TASK INPUT -
::::::::::
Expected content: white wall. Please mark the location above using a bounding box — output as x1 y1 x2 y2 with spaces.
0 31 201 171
::::::::::
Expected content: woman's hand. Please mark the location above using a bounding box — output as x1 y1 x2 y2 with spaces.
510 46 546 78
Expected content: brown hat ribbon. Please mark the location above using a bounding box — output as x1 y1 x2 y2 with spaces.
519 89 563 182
::::::::::
WHAT IS BEING ASKED -
Rewrite everything from the line containing "Expected content: white" down to the line containing "0 31 201 171", changing "white wall" to "gray wall" and leaving the rest untouched.

EXERCISE RESULT -
Expected content: gray wall. Please mark the location above using a bounding box — output as x1 y1 x2 y2 with spaces.
0 31 201 171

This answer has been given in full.